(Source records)
##########
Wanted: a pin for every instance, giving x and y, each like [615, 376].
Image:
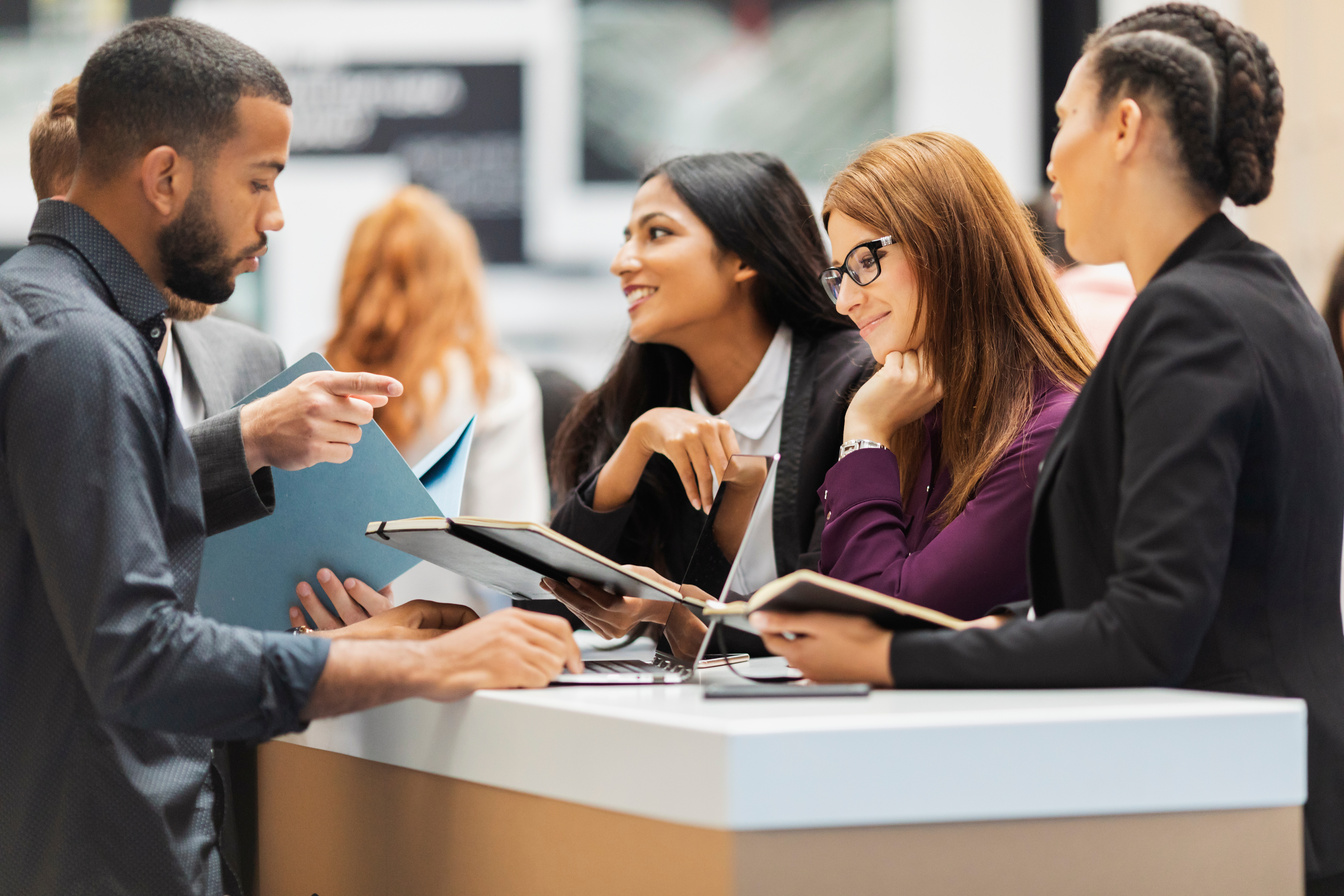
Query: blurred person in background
[1097, 294]
[1333, 315]
[411, 308]
[1333, 309]
[733, 348]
##########
Rewrite the source records above with "person" changed to "figure" and everything else kept the same. Omit the pictures from your answer.

> CORRECT RESULT:
Wanted: a pin for every instance, giving x and y, each like [615, 376].
Image:
Query: blurred figure in background
[1097, 294]
[1333, 315]
[411, 308]
[1333, 309]
[733, 348]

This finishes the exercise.